◆ **PASSAGE**:
This would be similar in spirit to how Proteus, Iris, and Dione each have specialized variants, but specifically targeted at mis‑encoded interlaced sources where the field structure has been damaged.
Why AI is ideal for this?
A machine‑learning model could analyze local motion cues, spatial inconsistencies between duplicated line pairs, residual field‑phase patterns, and chroma/luma discontinuities caused by blending, and reconstruct missing detail in a way that traditional algorithms cannot. This would be extremely valuable for restoring archival material, early digital transfers, and improperly deinterlaced TV recordings.
Why Interlaced Progressive does not work?
The existing “Interlaced Progressive” option in Topaz Video AI is unfortunately not suited for this type of damaged source.
That mode is designed for progressive videos that contain occasional interlaced segments, where the original field structure is still intact and the model can detect and deinterlace those isolated sections. In my case, however, the source was originally interlaced but was later mis‑encoded using a field‑blending or field‑collapse process, which means the even and odd lines are no longer independent.

◆ **INFORMATION PROVIDED**:

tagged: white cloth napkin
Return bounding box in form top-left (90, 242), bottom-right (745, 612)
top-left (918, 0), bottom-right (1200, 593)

◆ **EXERCISE INSTRUCTIONS**:
Carry on the passage about restoring mis-encoded interlaced video, picking up right after its last sentence. Nothing in the material is needed for what follows.

◆ **RESULT OF THE TASK**:
Instead of combing artifacts, the video now contains duplicated line pairs, where each pair of horizontal lines is identical. This destroys the original field alternation and temporal information, leaving no usable interlaced pattern for the current model to detect.
Because of this, the “Interlaced Progressive” mode cannot reconstruct the missing detail, as it is not designed to handle sources where the interlacing has been corrupted before encoding. A dedicated model would be required to analyze and rebuild the lost vertical and temporal information.
Conclusion
I believe such a model would fill an important gap in the restoration workflow and would greatly benefit users working with legacy or poorly encoded interlaced sources. Topaz Video AI is already a leader in this domain, and an AI‑based “Field‑Blend Repair” or “Interlaced Reconstruction” model would be a powerful addition to the suite.
Thank you for considering this suggestion, and for your continued work on improving video restoration tools I do love very much.
Kind regards, Vincent.